**TASK GOAL**
Copy out every line in the records below that contains the word "roof".

----- INPUT MATERIAL

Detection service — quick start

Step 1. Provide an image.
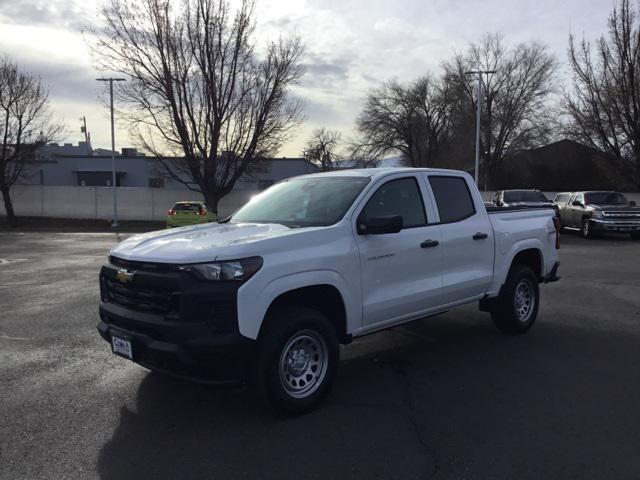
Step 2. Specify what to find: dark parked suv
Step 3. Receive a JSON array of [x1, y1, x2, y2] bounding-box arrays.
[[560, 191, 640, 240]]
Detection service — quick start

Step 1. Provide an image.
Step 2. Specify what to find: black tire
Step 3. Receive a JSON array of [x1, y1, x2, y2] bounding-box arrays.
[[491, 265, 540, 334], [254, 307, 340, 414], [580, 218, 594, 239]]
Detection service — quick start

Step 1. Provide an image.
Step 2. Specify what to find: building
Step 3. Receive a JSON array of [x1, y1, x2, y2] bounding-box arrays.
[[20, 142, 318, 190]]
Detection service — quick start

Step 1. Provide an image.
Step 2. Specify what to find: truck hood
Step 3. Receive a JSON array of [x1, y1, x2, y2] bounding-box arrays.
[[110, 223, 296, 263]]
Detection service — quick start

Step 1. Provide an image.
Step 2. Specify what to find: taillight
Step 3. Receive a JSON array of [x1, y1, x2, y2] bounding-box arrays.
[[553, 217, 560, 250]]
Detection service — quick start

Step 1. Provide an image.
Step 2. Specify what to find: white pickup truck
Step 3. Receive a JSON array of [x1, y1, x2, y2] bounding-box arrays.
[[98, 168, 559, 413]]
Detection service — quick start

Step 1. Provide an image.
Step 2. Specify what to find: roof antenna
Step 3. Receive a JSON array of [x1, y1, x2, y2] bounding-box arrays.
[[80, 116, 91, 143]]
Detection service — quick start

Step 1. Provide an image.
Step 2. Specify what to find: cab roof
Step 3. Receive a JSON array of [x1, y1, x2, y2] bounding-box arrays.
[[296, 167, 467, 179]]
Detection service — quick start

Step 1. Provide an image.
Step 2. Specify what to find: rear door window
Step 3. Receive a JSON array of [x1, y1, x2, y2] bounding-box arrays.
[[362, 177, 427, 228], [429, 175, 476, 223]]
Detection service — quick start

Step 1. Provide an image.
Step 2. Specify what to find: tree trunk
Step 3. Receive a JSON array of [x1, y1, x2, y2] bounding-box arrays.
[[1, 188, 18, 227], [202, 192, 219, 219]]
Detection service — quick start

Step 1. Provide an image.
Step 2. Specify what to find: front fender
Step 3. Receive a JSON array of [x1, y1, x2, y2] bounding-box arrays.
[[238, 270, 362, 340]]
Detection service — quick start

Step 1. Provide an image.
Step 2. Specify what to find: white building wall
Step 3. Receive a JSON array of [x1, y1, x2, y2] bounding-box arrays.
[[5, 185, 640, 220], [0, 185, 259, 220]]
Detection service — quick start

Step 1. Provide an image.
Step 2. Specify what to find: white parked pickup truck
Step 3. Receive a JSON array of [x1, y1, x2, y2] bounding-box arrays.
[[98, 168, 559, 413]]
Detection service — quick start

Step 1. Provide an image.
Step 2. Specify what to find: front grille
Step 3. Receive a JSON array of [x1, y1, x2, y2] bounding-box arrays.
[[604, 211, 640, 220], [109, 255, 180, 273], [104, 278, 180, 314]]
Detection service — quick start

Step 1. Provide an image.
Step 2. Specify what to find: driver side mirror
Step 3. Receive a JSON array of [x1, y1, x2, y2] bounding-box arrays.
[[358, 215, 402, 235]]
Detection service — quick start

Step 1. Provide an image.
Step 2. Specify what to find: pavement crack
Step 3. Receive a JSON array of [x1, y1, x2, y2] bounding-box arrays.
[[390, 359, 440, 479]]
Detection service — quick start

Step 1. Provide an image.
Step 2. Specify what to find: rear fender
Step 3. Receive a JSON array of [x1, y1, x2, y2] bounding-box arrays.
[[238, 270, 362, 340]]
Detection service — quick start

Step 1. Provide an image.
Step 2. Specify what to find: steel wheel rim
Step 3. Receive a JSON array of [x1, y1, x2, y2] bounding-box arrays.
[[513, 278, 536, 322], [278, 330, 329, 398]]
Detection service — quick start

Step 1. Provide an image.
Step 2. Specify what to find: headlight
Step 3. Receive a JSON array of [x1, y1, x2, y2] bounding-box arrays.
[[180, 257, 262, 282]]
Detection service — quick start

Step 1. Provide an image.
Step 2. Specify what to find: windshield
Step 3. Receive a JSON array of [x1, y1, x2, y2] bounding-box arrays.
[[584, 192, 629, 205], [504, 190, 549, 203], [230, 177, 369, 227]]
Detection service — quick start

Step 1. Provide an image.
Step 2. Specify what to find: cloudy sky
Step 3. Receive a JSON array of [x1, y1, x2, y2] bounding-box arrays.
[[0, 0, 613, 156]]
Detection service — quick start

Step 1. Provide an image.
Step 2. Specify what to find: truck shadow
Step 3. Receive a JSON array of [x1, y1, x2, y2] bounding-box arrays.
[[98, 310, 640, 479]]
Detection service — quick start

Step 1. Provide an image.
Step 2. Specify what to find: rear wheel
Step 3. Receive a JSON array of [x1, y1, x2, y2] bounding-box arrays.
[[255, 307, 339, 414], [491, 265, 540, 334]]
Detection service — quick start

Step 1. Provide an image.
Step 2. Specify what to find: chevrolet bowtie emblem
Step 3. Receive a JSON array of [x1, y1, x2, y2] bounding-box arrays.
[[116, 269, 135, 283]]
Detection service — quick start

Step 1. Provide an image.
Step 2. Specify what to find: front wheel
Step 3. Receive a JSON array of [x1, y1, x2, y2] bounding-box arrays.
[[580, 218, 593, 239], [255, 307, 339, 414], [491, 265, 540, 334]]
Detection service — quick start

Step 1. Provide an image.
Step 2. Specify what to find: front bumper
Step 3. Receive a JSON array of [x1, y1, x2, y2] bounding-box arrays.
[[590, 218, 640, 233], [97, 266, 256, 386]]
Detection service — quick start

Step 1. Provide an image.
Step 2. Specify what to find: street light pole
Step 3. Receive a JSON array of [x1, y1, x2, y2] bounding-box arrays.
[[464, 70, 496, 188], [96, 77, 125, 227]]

----------

**EXERCISE ANSWER**
Step 2. Specify what to find: roof antenna
Step 2. Specify what to find: cab roof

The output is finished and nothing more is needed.